Objective:
Reproduce verbatim the lines beginning with the one that contains "segment(query) outlines every" and continuing through the last of the lines, both ends included.

Exercise inputs:
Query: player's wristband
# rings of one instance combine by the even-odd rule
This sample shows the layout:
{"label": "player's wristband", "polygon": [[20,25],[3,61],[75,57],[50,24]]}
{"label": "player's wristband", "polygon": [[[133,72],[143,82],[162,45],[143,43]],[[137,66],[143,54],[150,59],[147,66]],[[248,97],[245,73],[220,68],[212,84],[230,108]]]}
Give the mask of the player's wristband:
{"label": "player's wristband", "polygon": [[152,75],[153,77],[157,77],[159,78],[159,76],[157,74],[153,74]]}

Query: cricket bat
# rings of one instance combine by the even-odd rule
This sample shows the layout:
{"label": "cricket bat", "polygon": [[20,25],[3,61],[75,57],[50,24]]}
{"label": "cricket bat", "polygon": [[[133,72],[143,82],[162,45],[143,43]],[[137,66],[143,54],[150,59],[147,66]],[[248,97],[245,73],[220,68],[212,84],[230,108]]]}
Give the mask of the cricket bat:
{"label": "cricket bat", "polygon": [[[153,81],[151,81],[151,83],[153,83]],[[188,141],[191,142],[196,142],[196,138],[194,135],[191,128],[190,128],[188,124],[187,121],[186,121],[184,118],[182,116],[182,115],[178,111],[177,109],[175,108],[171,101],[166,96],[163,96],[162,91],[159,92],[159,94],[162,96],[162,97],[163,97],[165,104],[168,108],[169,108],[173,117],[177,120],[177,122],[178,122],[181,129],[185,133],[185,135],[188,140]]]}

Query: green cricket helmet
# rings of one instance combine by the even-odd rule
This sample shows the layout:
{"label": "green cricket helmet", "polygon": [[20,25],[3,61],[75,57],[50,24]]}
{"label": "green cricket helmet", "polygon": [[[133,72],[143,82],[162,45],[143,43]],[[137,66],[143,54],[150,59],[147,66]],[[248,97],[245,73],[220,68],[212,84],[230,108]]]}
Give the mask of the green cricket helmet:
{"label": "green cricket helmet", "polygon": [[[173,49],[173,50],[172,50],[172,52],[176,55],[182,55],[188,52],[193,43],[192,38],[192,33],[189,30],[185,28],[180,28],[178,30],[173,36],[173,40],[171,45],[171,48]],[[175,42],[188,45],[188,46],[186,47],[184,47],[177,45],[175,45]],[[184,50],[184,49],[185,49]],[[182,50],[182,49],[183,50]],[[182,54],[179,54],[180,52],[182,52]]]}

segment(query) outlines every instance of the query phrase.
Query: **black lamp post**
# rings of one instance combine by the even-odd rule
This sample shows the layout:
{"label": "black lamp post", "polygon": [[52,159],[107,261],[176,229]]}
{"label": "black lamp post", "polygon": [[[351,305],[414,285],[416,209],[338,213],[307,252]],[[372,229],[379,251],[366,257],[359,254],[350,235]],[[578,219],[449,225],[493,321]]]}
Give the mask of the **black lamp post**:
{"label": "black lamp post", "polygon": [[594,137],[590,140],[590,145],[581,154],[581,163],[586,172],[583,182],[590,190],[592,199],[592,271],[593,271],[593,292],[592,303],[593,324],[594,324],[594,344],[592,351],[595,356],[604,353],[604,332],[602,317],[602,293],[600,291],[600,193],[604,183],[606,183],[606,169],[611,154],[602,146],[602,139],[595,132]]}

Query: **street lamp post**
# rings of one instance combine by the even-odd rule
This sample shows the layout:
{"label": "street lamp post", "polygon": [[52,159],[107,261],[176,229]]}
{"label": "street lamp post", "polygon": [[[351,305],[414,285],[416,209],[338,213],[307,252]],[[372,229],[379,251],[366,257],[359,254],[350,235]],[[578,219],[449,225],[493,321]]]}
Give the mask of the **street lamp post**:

Task output:
segment(query) outlines every instance of the query phrase.
Query: **black lamp post**
# rings of one instance combine by the even-odd rule
This sample shows the layout:
{"label": "black lamp post", "polygon": [[52,159],[107,261],[176,229]]}
{"label": "black lamp post", "polygon": [[[351,305],[414,285],[416,209],[338,213],[307,252]],[[372,229],[379,251],[366,257],[359,254],[350,235]],[[578,219],[449,225],[493,321]]]}
Give the mask of the **black lamp post**:
{"label": "black lamp post", "polygon": [[594,137],[590,140],[590,145],[581,154],[581,163],[586,172],[583,182],[590,190],[592,199],[592,271],[593,271],[593,292],[592,303],[593,324],[594,324],[594,344],[592,351],[595,356],[604,353],[604,332],[602,317],[602,293],[600,291],[600,193],[604,183],[606,183],[606,169],[611,154],[602,146],[602,139],[595,132]]}

Query: **street lamp post**
# rings of one instance combine by the even-odd rule
This sample shows the layout:
{"label": "street lamp post", "polygon": [[52,159],[107,261],[176,229]]}
{"label": "street lamp post", "polygon": [[[351,305],[414,285],[416,209],[338,213],[307,252]],[[372,229],[379,251],[366,257],[359,254],[350,235]],[[578,219],[449,225],[493,321]]]}
Give the mask of the **street lamp post**:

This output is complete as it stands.